Aim: Pictures do not belong in the copy; quote every entry below exactly.

+ + +

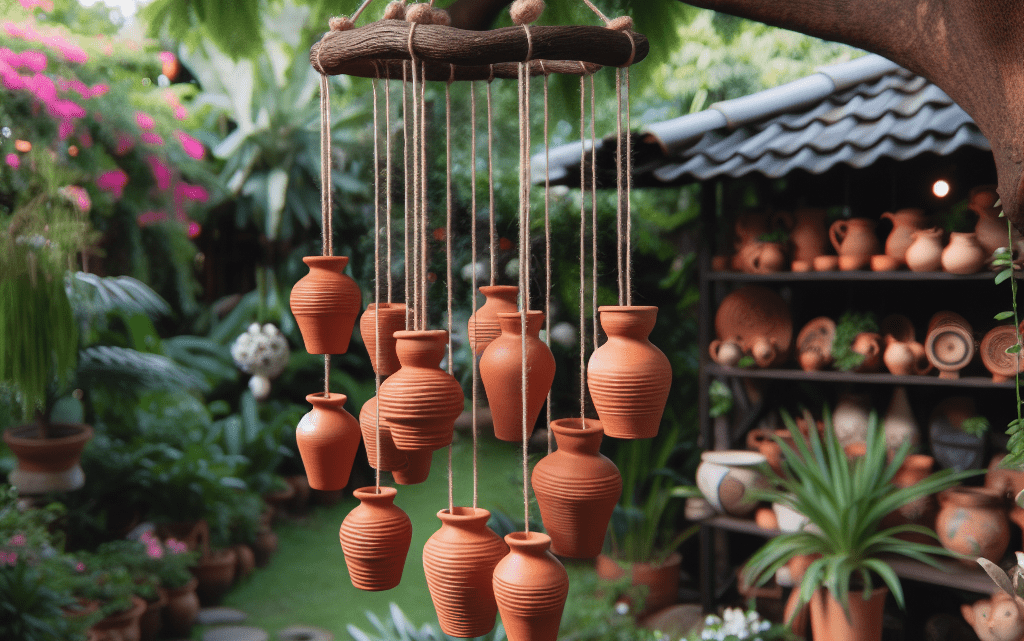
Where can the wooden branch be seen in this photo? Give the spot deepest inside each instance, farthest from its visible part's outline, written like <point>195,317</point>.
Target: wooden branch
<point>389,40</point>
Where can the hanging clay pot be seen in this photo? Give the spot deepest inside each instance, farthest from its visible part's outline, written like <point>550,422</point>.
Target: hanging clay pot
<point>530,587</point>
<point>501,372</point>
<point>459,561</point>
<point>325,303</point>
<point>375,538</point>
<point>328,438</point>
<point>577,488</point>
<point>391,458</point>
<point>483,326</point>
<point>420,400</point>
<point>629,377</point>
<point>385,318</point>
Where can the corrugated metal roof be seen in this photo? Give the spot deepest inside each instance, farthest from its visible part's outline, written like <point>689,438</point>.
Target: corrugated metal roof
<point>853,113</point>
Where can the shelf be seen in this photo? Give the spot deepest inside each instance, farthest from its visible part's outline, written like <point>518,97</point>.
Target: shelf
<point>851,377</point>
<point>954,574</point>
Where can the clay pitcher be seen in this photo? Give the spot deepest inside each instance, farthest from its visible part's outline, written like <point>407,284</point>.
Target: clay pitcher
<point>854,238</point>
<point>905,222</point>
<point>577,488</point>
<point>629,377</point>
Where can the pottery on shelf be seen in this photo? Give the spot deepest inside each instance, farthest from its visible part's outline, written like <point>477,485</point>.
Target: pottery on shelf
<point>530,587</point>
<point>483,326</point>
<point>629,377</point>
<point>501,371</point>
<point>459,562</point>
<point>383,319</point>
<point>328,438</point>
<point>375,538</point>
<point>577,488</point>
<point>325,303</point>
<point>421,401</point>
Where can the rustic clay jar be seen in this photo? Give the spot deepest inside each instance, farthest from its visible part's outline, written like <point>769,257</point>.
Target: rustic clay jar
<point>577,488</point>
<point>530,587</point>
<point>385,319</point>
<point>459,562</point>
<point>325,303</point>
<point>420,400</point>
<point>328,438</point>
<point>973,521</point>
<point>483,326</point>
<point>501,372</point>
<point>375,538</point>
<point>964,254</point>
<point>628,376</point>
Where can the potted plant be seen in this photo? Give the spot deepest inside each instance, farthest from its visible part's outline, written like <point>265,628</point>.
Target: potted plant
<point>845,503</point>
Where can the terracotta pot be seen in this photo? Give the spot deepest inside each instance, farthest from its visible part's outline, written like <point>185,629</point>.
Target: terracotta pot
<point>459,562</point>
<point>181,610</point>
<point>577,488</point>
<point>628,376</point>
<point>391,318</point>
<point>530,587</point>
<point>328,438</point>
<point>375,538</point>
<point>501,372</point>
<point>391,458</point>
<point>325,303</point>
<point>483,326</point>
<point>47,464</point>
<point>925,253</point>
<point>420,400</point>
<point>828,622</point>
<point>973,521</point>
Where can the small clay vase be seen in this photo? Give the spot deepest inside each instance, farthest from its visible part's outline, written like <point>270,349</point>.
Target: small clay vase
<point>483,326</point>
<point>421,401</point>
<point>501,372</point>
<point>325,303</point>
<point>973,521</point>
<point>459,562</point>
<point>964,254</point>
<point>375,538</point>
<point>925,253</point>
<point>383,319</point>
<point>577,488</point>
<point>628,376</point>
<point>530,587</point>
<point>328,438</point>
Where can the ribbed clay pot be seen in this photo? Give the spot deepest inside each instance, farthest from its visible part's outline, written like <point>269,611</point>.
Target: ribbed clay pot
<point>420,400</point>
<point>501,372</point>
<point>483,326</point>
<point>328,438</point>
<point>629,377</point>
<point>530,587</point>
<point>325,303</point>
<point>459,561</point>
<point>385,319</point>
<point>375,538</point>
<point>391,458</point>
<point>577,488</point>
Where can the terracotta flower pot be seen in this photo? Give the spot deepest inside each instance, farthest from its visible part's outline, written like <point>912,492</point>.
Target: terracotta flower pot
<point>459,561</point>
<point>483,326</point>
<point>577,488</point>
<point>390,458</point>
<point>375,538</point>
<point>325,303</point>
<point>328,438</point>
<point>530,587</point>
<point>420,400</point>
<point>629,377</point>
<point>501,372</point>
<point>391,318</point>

+ + +

Answer to the problem:
Where can the wooden branch be seen in this photo? Give the spot deepest inside each instance, farthest from its visible part's outline, written like <point>195,317</point>.
Target: wooden branch
<point>389,40</point>
Where can the hanging clay pot be seen in this photo? Give the spot deepest inside each instance, farthest from its visible part's outline, written like <point>550,422</point>.
Target: hanging clay pot
<point>530,587</point>
<point>501,372</point>
<point>459,561</point>
<point>325,303</point>
<point>375,538</point>
<point>328,438</point>
<point>577,488</point>
<point>391,458</point>
<point>483,326</point>
<point>420,400</point>
<point>629,377</point>
<point>385,318</point>
Where can the corrugated metal roof be seen in this photo? Give the spot deepest inside each instance, farthest from its visible part's outline, written like <point>689,438</point>.
Target: corrugated metal roof
<point>853,113</point>
Where can the shelf be seen in this photo? Give the spot deepest inside each instance, farthest from its visible part's outline, written like <point>518,97</point>.
Target: shelf
<point>851,377</point>
<point>954,574</point>
Where can the clay pitcher be seen in this photo? Give the spot deepest inside each instance, farthest from its visible part's outline, written like <point>407,284</point>.
Target: clay pitcher
<point>854,238</point>
<point>905,222</point>
<point>577,488</point>
<point>629,377</point>
Where can the pottery on shelf be seen in this photo? Give the spot deepest inside each instance, farthest from its visible part's outline, written like <point>477,485</point>.
Target: pottery on shelf
<point>530,587</point>
<point>483,326</point>
<point>629,377</point>
<point>501,371</point>
<point>459,562</point>
<point>383,319</point>
<point>328,438</point>
<point>375,538</point>
<point>577,488</point>
<point>325,303</point>
<point>421,401</point>
Where can the rustic clay jar be seen in this photo? Give the spot deepest inside each instance, farthest from its visible part's outline, written like <point>769,257</point>.
Target: rustic clay jar
<point>577,488</point>
<point>530,587</point>
<point>385,319</point>
<point>459,562</point>
<point>325,303</point>
<point>420,400</point>
<point>328,438</point>
<point>973,521</point>
<point>483,326</point>
<point>501,372</point>
<point>375,538</point>
<point>964,254</point>
<point>628,376</point>
Where can the potted plant be seen in this photo? Give the spot deepest inside each instance, farthest from its visible part's outline, written like <point>265,628</point>.
Target: potted plant
<point>845,503</point>
Where can the terracotta pot be seen in this photo? Give the spot deepest inside each instance, farthest from its visible part's outline, written like <point>185,629</point>.
Target: terracotta pot
<point>459,562</point>
<point>181,610</point>
<point>577,488</point>
<point>628,376</point>
<point>391,318</point>
<point>530,587</point>
<point>328,438</point>
<point>375,538</point>
<point>501,372</point>
<point>391,458</point>
<point>325,303</point>
<point>483,326</point>
<point>47,464</point>
<point>925,253</point>
<point>420,400</point>
<point>828,622</point>
<point>973,521</point>
Where can the small clay vase be seen in this photo? Give the spot deepest inside each instance, farthest from its visible part's outline, written like <point>270,349</point>.
Target: small clay vase
<point>483,326</point>
<point>421,401</point>
<point>501,372</point>
<point>325,303</point>
<point>973,521</point>
<point>459,562</point>
<point>964,254</point>
<point>375,538</point>
<point>925,253</point>
<point>383,319</point>
<point>577,488</point>
<point>628,376</point>
<point>530,587</point>
<point>328,438</point>
Where can the ribbed clay pot be seen in this photo? Give the spot deepest inside each instance, farthest from its visible part's outline, written like <point>269,611</point>.
Target: ribbed clay pot
<point>420,400</point>
<point>501,372</point>
<point>483,326</point>
<point>328,438</point>
<point>629,377</point>
<point>530,587</point>
<point>325,303</point>
<point>459,561</point>
<point>385,319</point>
<point>375,538</point>
<point>391,458</point>
<point>577,488</point>
Where can the terracotta flower pot be seen in this photo? Give the spot deepest inside each instance, farthest from its visible part's outline, written like <point>912,492</point>.
Target: terracotta flower pot
<point>459,561</point>
<point>483,326</point>
<point>577,488</point>
<point>390,458</point>
<point>375,538</point>
<point>325,303</point>
<point>328,438</point>
<point>530,587</point>
<point>420,400</point>
<point>629,377</point>
<point>501,372</point>
<point>391,318</point>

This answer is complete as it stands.